• **DOCUMENT TEXT**:
_ _ _ _

German Investigators Skeptical of Yacht's Role in Nord Stream Bombing
Shane Harris, Souad Mekhennet, Loveday Morris, Michael Birnbaum and Kate Brady, The Washington Post
Excerpt: "Officials believe more than one vessel might have been involved in sabotaging the natural gas pipeline last year and wonder if a 50-foot sailing yacht that investigators scoured for clues could be a decoy." 


Officials believe more than one vessel might have been involved in sabotaging the natural gas pipeline last year and wonder if a 50-foot sailing yacht that investigators scoured for clues could be a decoy


After saboteurs severely damaged the Nord Stream natural gas pipelines last September, German officials zeroed in on a rented sailboat that appeared to have taken part in planting explosive devices deep below the surface of the Baltic Sea.

But after months of investigation, law enforcement officials now suspect that the 50-foot yacht, the Andromeda, was probably not the only vessel used in the audacious attack. They also say the boat may have been a decoy, put to sea to distract from the true perpetrators, who remain at large, according to officials with knowledge of an investigation led by Germany’s attorney general. They spoke on the condition of anonymity to share details about the active inquiry, including doubts about the Andromeda’s role that haven’t been previously reported.

Officials hope that the true purpose of Andromeda in the deep-sea demolition will provide further insight in a high-stakes, international whodunnit that could eventually lead to those responsible and explain their motives, which remain unclear.

U.S. and European officials said they still don’t know for sure who is behind the underwater attack. But several said they shared German skepticism that a crew of six people on one sailboat laid the hundreds of pounds of explosives that disabled Nord Stream 1 and part of Nord Stream 2, a newer set of pipelines that wasn’t yet delivering gas to customers.

Experts noted that while it was theoretically possible to place the explosives on the pipeline by hand, even skilled divers would be challenged submerging more than 200 feet to the seabed and slowly rising to the surface to allow time for their bodies to decompress.

Such an operation would have taken multiple dives, exposing the Andromeda to detection from nearby ships. The mission would have been easier to hide and pull off using remotely piloted underwater vehicles or small submarines, said diving and salvage experts who have worked in the area of the explosion, which features rough seas and heavy shipping traffic.

The German investigation has determined that traces of “military-grade” explosives found on a table inside the boat’s cabin match the batch of explosives used on the pipeline. Several officials doubted that skilled saboteurs would leave such glaring evidence of their guilt behind. They wonder if the explosive traces — collected months after the rented boat was returned to its owners — were meant to falsely lead investigators to the Andromeda as the vessel used in the attack.

_ _ _ _

Dataset entries:
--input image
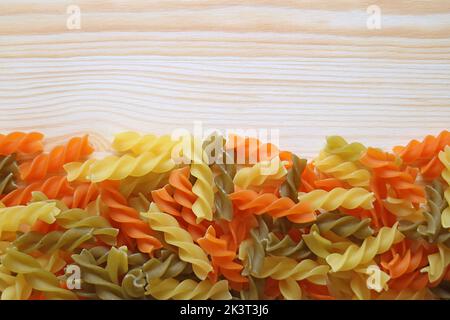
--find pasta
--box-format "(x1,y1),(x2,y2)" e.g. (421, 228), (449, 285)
(0, 155), (19, 194)
(314, 152), (370, 187)
(72, 247), (128, 300)
(1, 176), (74, 206)
(203, 134), (236, 221)
(148, 204), (212, 280)
(0, 132), (44, 156)
(19, 136), (94, 181)
(0, 130), (450, 300)
(439, 146), (450, 228)
(1, 248), (77, 300)
(394, 130), (450, 180)
(0, 202), (61, 237)
(298, 188), (374, 211)
(146, 278), (231, 300)
(280, 154), (307, 202)
(233, 157), (287, 189)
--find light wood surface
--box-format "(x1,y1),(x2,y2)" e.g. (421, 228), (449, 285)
(0, 0), (450, 158)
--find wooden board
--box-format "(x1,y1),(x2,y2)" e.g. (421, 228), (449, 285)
(0, 0), (450, 158)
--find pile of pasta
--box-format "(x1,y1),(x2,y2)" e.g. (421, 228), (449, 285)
(0, 131), (450, 300)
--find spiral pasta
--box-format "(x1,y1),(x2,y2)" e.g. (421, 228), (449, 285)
(298, 188), (374, 211)
(19, 136), (94, 181)
(197, 226), (248, 283)
(0, 132), (44, 155)
(316, 212), (373, 239)
(253, 256), (329, 284)
(421, 244), (450, 282)
(360, 148), (425, 203)
(100, 185), (161, 254)
(399, 180), (450, 245)
(148, 204), (212, 280)
(146, 278), (231, 300)
(280, 154), (307, 202)
(0, 155), (19, 195)
(314, 153), (370, 187)
(439, 146), (450, 228)
(203, 134), (236, 221)
(326, 225), (403, 272)
(112, 131), (178, 155)
(230, 190), (316, 223)
(0, 131), (450, 300)
(72, 247), (128, 300)
(184, 138), (214, 222)
(1, 176), (74, 206)
(394, 130), (450, 180)
(0, 202), (61, 236)
(1, 248), (77, 300)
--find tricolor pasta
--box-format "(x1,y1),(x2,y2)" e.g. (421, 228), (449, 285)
(0, 130), (450, 300)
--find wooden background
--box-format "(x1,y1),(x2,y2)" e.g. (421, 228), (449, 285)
(0, 0), (450, 157)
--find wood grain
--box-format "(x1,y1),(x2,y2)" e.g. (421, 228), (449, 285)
(0, 0), (450, 158)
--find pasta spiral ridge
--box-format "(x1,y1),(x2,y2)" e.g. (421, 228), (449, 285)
(197, 226), (248, 283)
(233, 157), (287, 189)
(230, 190), (316, 223)
(399, 180), (450, 245)
(326, 223), (404, 272)
(183, 137), (214, 222)
(151, 184), (207, 241)
(430, 280), (450, 300)
(1, 176), (73, 206)
(226, 134), (279, 164)
(147, 204), (213, 280)
(421, 244), (450, 282)
(298, 188), (375, 211)
(203, 134), (236, 221)
(0, 154), (19, 195)
(100, 185), (162, 254)
(439, 146), (450, 228)
(74, 150), (175, 182)
(381, 241), (429, 290)
(1, 248), (77, 300)
(262, 232), (312, 260)
(0, 202), (61, 236)
(314, 153), (370, 187)
(19, 135), (94, 181)
(0, 132), (44, 155)
(280, 154), (306, 202)
(253, 256), (330, 281)
(325, 136), (367, 162)
(72, 247), (128, 300)
(316, 212), (373, 240)
(13, 228), (118, 253)
(146, 278), (231, 300)
(112, 131), (177, 155)
(360, 148), (425, 203)
(63, 183), (100, 209)
(394, 130), (450, 180)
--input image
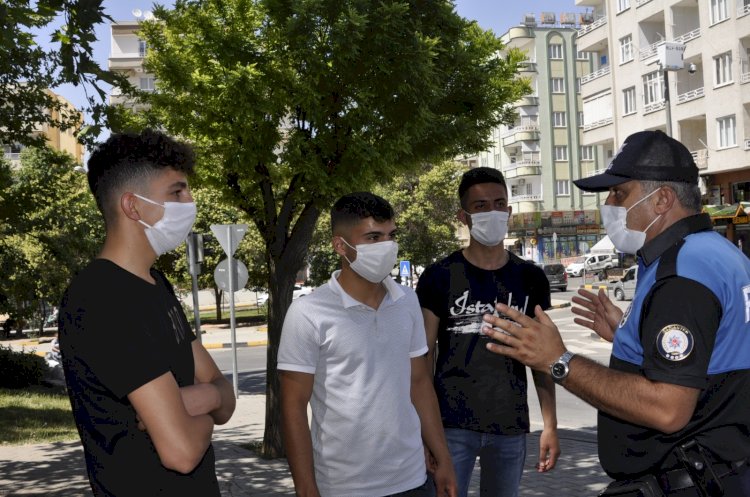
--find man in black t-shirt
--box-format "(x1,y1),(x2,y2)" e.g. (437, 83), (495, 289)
(59, 131), (235, 497)
(417, 167), (560, 497)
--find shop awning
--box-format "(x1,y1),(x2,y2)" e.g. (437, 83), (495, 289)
(703, 203), (750, 224)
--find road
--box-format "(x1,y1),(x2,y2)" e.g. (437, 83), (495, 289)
(209, 278), (629, 433)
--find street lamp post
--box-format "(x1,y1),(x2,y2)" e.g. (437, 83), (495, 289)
(657, 42), (685, 136)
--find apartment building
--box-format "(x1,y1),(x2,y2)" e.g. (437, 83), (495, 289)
(108, 18), (156, 107)
(2, 90), (83, 165)
(575, 0), (750, 248)
(465, 12), (604, 261)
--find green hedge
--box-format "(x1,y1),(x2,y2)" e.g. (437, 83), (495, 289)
(0, 345), (47, 388)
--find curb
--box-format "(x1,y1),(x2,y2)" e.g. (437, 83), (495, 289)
(203, 340), (268, 349)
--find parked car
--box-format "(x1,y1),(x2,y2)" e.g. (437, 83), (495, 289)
(292, 285), (313, 300)
(565, 254), (618, 277)
(537, 263), (568, 292)
(612, 266), (638, 300)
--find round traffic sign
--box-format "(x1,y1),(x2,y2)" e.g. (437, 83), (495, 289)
(214, 259), (248, 292)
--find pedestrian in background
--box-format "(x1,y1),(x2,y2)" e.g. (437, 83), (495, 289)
(485, 131), (750, 497)
(59, 131), (235, 497)
(417, 167), (560, 497)
(278, 192), (456, 497)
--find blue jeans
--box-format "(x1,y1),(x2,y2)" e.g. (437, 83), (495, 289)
(445, 428), (526, 497)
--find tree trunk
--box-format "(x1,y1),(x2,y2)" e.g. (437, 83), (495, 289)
(261, 205), (320, 459)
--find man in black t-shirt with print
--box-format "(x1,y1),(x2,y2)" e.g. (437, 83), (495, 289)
(417, 167), (560, 497)
(59, 131), (235, 497)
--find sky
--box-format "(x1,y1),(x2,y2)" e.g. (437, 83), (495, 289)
(45, 0), (584, 142)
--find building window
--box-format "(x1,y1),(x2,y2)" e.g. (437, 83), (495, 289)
(643, 71), (664, 105)
(620, 35), (633, 64)
(714, 51), (732, 86)
(716, 116), (737, 148)
(555, 179), (570, 197)
(3, 143), (24, 160)
(622, 86), (636, 116)
(581, 145), (594, 160)
(555, 145), (568, 161)
(138, 77), (155, 91)
(711, 0), (729, 24)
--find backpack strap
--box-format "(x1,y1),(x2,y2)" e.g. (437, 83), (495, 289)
(656, 238), (685, 281)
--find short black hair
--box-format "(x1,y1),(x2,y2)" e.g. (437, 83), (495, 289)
(458, 167), (508, 206)
(88, 129), (195, 223)
(331, 192), (395, 234)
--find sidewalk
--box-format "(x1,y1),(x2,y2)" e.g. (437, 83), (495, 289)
(0, 301), (608, 497)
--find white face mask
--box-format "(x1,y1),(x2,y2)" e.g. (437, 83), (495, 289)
(464, 211), (510, 247)
(599, 189), (661, 254)
(341, 238), (398, 283)
(133, 193), (196, 256)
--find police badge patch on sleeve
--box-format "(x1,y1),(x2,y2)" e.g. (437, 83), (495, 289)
(656, 324), (694, 362)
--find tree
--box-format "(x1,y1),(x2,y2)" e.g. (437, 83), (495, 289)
(126, 0), (530, 457)
(0, 147), (104, 326)
(0, 0), (128, 146)
(375, 161), (465, 276)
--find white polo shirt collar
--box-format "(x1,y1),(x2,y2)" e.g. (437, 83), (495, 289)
(328, 269), (404, 309)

_ _ _ _

• **DESCRIPTION OF THE TASK**:
Reproduce the passage of the Nord Stream article that lies between "U.S. and European" and "gas to customers.", inclusive.

• **RESPONSE TO THE EXERCISE**:
U.S. and European officials said they still don’t know for sure who is behind the underwater attack. But several said they shared German skepticism that a crew of six people on one sailboat laid the hundreds of pounds of explosives that disabled Nord Stream 1 and part of Nord Stream 2, a newer set of pipelines that wasn’t yet delivering gas to customers.